## SUPPLIED MATERIAL:

═══

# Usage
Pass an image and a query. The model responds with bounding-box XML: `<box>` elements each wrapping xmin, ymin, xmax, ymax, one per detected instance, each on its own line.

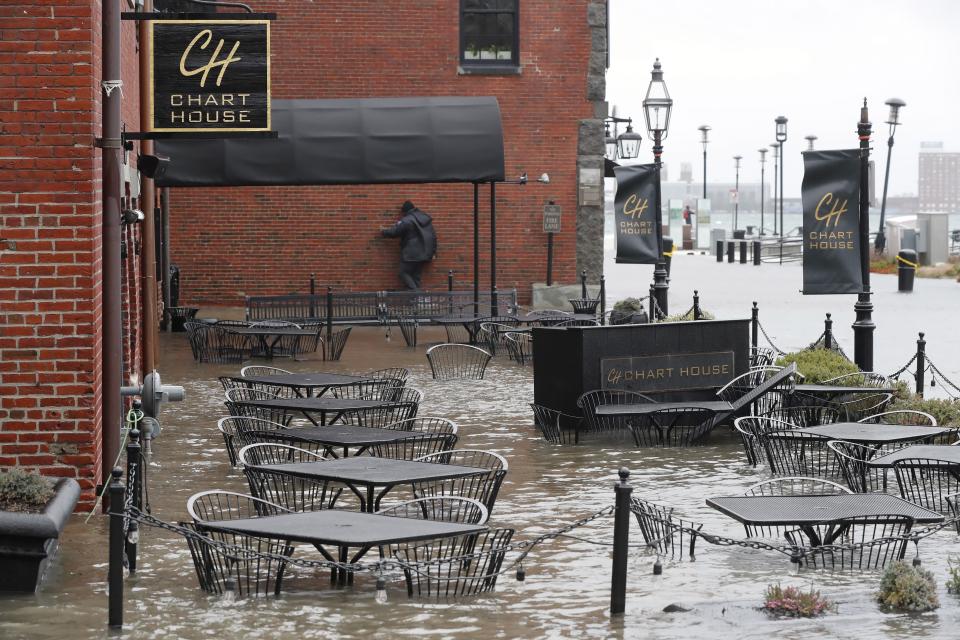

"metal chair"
<box><xmin>577</xmin><ymin>389</ymin><xmax>655</xmax><ymax>432</ymax></box>
<box><xmin>743</xmin><ymin>476</ymin><xmax>851</xmax><ymax>540</ymax></box>
<box><xmin>783</xmin><ymin>515</ymin><xmax>913</xmax><ymax>570</ymax></box>
<box><xmin>180</xmin><ymin>491</ymin><xmax>294</xmax><ymax>595</ymax></box>
<box><xmin>827</xmin><ymin>440</ymin><xmax>888</xmax><ymax>493</ymax></box>
<box><xmin>530</xmin><ymin>402</ymin><xmax>583</xmax><ymax>444</ymax></box>
<box><xmin>893</xmin><ymin>458</ymin><xmax>960</xmax><ymax>515</ymax></box>
<box><xmin>377</xmin><ymin>496</ymin><xmax>490</xmax><ymax>524</ymax></box>
<box><xmin>387</xmin><ymin>529</ymin><xmax>513</xmax><ymax>598</ymax></box>
<box><xmin>413</xmin><ymin>449</ymin><xmax>509</xmax><ymax>514</ymax></box>
<box><xmin>427</xmin><ymin>344</ymin><xmax>492</xmax><ymax>380</ymax></box>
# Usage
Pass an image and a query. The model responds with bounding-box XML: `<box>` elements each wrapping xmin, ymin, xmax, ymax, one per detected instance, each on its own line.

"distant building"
<box><xmin>918</xmin><ymin>142</ymin><xmax>960</xmax><ymax>213</ymax></box>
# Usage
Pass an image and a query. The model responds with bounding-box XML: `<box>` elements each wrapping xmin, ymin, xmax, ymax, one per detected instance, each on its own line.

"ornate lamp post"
<box><xmin>874</xmin><ymin>98</ymin><xmax>907</xmax><ymax>253</ymax></box>
<box><xmin>758</xmin><ymin>148</ymin><xmax>767</xmax><ymax>236</ymax></box>
<box><xmin>774</xmin><ymin>116</ymin><xmax>787</xmax><ymax>236</ymax></box>
<box><xmin>697</xmin><ymin>124</ymin><xmax>710</xmax><ymax>200</ymax></box>
<box><xmin>643</xmin><ymin>58</ymin><xmax>673</xmax><ymax>315</ymax></box>
<box><xmin>733</xmin><ymin>156</ymin><xmax>743</xmax><ymax>229</ymax></box>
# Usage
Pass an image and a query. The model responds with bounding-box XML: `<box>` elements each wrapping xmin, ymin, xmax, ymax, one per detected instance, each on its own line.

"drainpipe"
<box><xmin>100</xmin><ymin>0</ymin><xmax>123</xmax><ymax>504</ymax></box>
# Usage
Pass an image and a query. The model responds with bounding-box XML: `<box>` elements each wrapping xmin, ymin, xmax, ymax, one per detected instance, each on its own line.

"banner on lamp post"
<box><xmin>613</xmin><ymin>164</ymin><xmax>660</xmax><ymax>264</ymax></box>
<box><xmin>801</xmin><ymin>149</ymin><xmax>863</xmax><ymax>295</ymax></box>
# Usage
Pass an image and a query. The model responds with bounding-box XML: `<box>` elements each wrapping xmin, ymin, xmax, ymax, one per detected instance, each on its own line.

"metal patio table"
<box><xmin>780</xmin><ymin>422</ymin><xmax>954</xmax><ymax>445</ymax></box>
<box><xmin>201</xmin><ymin>509</ymin><xmax>487</xmax><ymax>584</ymax></box>
<box><xmin>243</xmin><ymin>372</ymin><xmax>369</xmax><ymax>397</ymax></box>
<box><xmin>223</xmin><ymin>327</ymin><xmax>317</xmax><ymax>359</ymax></box>
<box><xmin>254</xmin><ymin>458</ymin><xmax>490</xmax><ymax>513</ymax></box>
<box><xmin>707</xmin><ymin>493</ymin><xmax>944</xmax><ymax>547</ymax></box>
<box><xmin>237</xmin><ymin>396</ymin><xmax>397</xmax><ymax>426</ymax></box>
<box><xmin>250</xmin><ymin>424</ymin><xmax>432</xmax><ymax>458</ymax></box>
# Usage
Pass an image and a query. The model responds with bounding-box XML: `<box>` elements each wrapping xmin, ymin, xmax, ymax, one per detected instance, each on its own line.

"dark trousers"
<box><xmin>400</xmin><ymin>262</ymin><xmax>426</xmax><ymax>291</ymax></box>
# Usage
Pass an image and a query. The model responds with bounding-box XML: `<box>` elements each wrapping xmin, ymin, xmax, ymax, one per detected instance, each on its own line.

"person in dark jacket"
<box><xmin>380</xmin><ymin>200</ymin><xmax>437</xmax><ymax>290</ymax></box>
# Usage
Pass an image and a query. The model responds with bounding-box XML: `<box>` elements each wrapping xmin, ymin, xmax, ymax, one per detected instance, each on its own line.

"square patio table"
<box><xmin>201</xmin><ymin>509</ymin><xmax>487</xmax><ymax>584</ymax></box>
<box><xmin>707</xmin><ymin>493</ymin><xmax>944</xmax><ymax>547</ymax></box>
<box><xmin>243</xmin><ymin>372</ymin><xmax>370</xmax><ymax>397</ymax></box>
<box><xmin>237</xmin><ymin>396</ymin><xmax>397</xmax><ymax>426</ymax></box>
<box><xmin>254</xmin><ymin>458</ymin><xmax>490</xmax><ymax>513</ymax></box>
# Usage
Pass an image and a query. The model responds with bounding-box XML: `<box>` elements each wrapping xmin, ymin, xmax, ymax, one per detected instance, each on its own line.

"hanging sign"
<box><xmin>613</xmin><ymin>164</ymin><xmax>660</xmax><ymax>264</ymax></box>
<box><xmin>801</xmin><ymin>149</ymin><xmax>863</xmax><ymax>294</ymax></box>
<box><xmin>147</xmin><ymin>20</ymin><xmax>270</xmax><ymax>132</ymax></box>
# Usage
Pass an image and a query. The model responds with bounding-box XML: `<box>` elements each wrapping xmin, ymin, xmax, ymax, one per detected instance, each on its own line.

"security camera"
<box><xmin>120</xmin><ymin>209</ymin><xmax>143</xmax><ymax>224</ymax></box>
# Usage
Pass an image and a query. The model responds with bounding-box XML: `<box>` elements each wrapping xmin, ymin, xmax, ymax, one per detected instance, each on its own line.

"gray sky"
<box><xmin>607</xmin><ymin>0</ymin><xmax>960</xmax><ymax>197</ymax></box>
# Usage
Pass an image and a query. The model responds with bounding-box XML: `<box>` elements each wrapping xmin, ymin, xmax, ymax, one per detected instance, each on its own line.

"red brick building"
<box><xmin>0</xmin><ymin>0</ymin><xmax>607</xmax><ymax>508</ymax></box>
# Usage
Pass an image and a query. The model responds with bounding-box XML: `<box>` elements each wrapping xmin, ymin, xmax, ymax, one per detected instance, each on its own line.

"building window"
<box><xmin>460</xmin><ymin>0</ymin><xmax>520</xmax><ymax>68</ymax></box>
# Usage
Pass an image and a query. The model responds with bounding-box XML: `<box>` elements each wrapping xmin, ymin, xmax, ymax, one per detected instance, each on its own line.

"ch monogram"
<box><xmin>180</xmin><ymin>29</ymin><xmax>240</xmax><ymax>87</ymax></box>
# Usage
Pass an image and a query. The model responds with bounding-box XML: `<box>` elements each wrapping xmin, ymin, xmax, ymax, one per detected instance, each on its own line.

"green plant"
<box><xmin>776</xmin><ymin>349</ymin><xmax>860</xmax><ymax>384</ymax></box>
<box><xmin>876</xmin><ymin>561</ymin><xmax>940</xmax><ymax>612</ymax></box>
<box><xmin>888</xmin><ymin>395</ymin><xmax>960</xmax><ymax>427</ymax></box>
<box><xmin>763</xmin><ymin>584</ymin><xmax>837</xmax><ymax>618</ymax></box>
<box><xmin>0</xmin><ymin>468</ymin><xmax>53</xmax><ymax>511</ymax></box>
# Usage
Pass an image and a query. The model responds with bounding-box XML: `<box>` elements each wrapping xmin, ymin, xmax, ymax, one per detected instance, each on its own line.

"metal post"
<box><xmin>600</xmin><ymin>274</ymin><xmax>607</xmax><ymax>325</ymax></box>
<box><xmin>916</xmin><ymin>331</ymin><xmax>927</xmax><ymax>398</ymax></box>
<box><xmin>853</xmin><ymin>98</ymin><xmax>877</xmax><ymax>371</ymax></box>
<box><xmin>610</xmin><ymin>467</ymin><xmax>633</xmax><ymax>615</ymax></box>
<box><xmin>107</xmin><ymin>467</ymin><xmax>126</xmax><ymax>629</ymax></box>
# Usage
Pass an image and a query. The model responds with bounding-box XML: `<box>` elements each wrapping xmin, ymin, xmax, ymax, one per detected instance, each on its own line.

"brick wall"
<box><xmin>170</xmin><ymin>0</ymin><xmax>594</xmax><ymax>304</ymax></box>
<box><xmin>0</xmin><ymin>0</ymin><xmax>140</xmax><ymax>508</ymax></box>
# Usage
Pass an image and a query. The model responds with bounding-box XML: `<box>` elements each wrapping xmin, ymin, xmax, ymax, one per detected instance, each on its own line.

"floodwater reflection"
<box><xmin>0</xmin><ymin>328</ymin><xmax>960</xmax><ymax>640</ymax></box>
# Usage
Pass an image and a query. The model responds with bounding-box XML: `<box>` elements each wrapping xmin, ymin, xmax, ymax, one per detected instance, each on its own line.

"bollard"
<box><xmin>600</xmin><ymin>274</ymin><xmax>607</xmax><ymax>326</ymax></box>
<box><xmin>107</xmin><ymin>467</ymin><xmax>126</xmax><ymax>629</ymax></box>
<box><xmin>124</xmin><ymin>429</ymin><xmax>143</xmax><ymax>575</ymax></box>
<box><xmin>610</xmin><ymin>467</ymin><xmax>633</xmax><ymax>615</ymax></box>
<box><xmin>916</xmin><ymin>331</ymin><xmax>927</xmax><ymax>398</ymax></box>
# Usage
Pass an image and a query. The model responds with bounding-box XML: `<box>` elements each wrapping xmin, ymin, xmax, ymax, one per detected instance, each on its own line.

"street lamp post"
<box><xmin>697</xmin><ymin>124</ymin><xmax>710</xmax><ymax>200</ymax></box>
<box><xmin>874</xmin><ymin>98</ymin><xmax>907</xmax><ymax>253</ymax></box>
<box><xmin>770</xmin><ymin>142</ymin><xmax>783</xmax><ymax>235</ymax></box>
<box><xmin>733</xmin><ymin>156</ymin><xmax>743</xmax><ymax>231</ymax></box>
<box><xmin>774</xmin><ymin>116</ymin><xmax>787</xmax><ymax>236</ymax></box>
<box><xmin>758</xmin><ymin>149</ymin><xmax>767</xmax><ymax>236</ymax></box>
<box><xmin>643</xmin><ymin>58</ymin><xmax>673</xmax><ymax>316</ymax></box>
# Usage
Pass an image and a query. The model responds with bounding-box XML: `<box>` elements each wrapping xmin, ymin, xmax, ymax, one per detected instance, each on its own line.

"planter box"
<box><xmin>0</xmin><ymin>478</ymin><xmax>80</xmax><ymax>592</ymax></box>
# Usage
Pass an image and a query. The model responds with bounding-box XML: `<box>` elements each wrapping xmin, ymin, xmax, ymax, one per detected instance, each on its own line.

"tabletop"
<box><xmin>867</xmin><ymin>444</ymin><xmax>960</xmax><ymax>467</ymax></box>
<box><xmin>256</xmin><ymin>456</ymin><xmax>489</xmax><ymax>486</ymax></box>
<box><xmin>203</xmin><ymin>509</ymin><xmax>486</xmax><ymax>547</ymax></box>
<box><xmin>770</xmin><ymin>422</ymin><xmax>953</xmax><ymax>444</ymax></box>
<box><xmin>596</xmin><ymin>400</ymin><xmax>733</xmax><ymax>416</ymax></box>
<box><xmin>707</xmin><ymin>493</ymin><xmax>943</xmax><ymax>527</ymax></box>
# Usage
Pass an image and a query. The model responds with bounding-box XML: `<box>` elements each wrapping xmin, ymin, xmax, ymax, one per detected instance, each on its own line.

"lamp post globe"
<box><xmin>643</xmin><ymin>58</ymin><xmax>673</xmax><ymax>316</ymax></box>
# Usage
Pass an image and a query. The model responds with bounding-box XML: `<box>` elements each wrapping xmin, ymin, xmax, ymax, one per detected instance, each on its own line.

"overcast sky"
<box><xmin>607</xmin><ymin>0</ymin><xmax>960</xmax><ymax>197</ymax></box>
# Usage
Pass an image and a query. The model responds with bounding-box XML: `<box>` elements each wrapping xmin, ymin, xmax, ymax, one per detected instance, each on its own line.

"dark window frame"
<box><xmin>458</xmin><ymin>0</ymin><xmax>520</xmax><ymax>73</ymax></box>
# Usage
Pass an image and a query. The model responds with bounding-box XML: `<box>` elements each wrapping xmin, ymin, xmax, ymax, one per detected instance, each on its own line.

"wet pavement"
<box><xmin>0</xmin><ymin>328</ymin><xmax>960</xmax><ymax>640</ymax></box>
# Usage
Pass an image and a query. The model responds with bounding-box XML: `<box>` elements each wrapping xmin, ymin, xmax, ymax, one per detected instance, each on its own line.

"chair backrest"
<box><xmin>377</xmin><ymin>496</ymin><xmax>490</xmax><ymax>524</ymax></box>
<box><xmin>237</xmin><ymin>443</ymin><xmax>326</xmax><ymax>466</ymax></box>
<box><xmin>427</xmin><ymin>343</ymin><xmax>492</xmax><ymax>380</ymax></box>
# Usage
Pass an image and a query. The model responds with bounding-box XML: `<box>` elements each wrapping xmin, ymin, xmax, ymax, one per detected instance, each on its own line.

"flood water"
<box><xmin>0</xmin><ymin>328</ymin><xmax>960</xmax><ymax>640</ymax></box>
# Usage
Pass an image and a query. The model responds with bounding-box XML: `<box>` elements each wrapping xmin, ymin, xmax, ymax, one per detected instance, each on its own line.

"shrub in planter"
<box><xmin>776</xmin><ymin>349</ymin><xmax>860</xmax><ymax>384</ymax></box>
<box><xmin>876</xmin><ymin>561</ymin><xmax>940</xmax><ymax>612</ymax></box>
<box><xmin>0</xmin><ymin>469</ymin><xmax>80</xmax><ymax>591</ymax></box>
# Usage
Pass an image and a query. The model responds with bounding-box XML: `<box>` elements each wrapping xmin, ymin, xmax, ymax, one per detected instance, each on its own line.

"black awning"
<box><xmin>156</xmin><ymin>97</ymin><xmax>504</xmax><ymax>187</ymax></box>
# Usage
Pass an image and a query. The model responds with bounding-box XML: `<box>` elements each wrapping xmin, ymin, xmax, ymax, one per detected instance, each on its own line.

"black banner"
<box><xmin>613</xmin><ymin>164</ymin><xmax>661</xmax><ymax>264</ymax></box>
<box><xmin>801</xmin><ymin>149</ymin><xmax>863</xmax><ymax>294</ymax></box>
<box><xmin>147</xmin><ymin>20</ymin><xmax>270</xmax><ymax>132</ymax></box>
<box><xmin>600</xmin><ymin>351</ymin><xmax>735</xmax><ymax>392</ymax></box>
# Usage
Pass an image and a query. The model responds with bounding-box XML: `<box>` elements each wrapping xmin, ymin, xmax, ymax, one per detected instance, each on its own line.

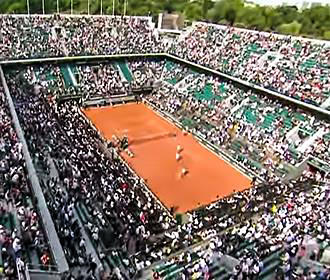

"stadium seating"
<box><xmin>0</xmin><ymin>16</ymin><xmax>330</xmax><ymax>280</ymax></box>
<box><xmin>171</xmin><ymin>23</ymin><xmax>330</xmax><ymax>106</ymax></box>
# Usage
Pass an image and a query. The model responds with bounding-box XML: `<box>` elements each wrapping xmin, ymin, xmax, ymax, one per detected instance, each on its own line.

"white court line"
<box><xmin>144</xmin><ymin>100</ymin><xmax>252</xmax><ymax>181</ymax></box>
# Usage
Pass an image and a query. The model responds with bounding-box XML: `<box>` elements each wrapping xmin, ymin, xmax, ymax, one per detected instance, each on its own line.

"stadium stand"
<box><xmin>0</xmin><ymin>88</ymin><xmax>53</xmax><ymax>279</ymax></box>
<box><xmin>0</xmin><ymin>13</ymin><xmax>330</xmax><ymax>280</ymax></box>
<box><xmin>171</xmin><ymin>23</ymin><xmax>330</xmax><ymax>107</ymax></box>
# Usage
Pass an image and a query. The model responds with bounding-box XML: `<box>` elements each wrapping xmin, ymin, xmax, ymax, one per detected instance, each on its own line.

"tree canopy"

═══

## WORK TO DO:
List every line in the records above that contains the word "patio".

## THE COMPLETED TASK:
"metal patio table"
"square patio table"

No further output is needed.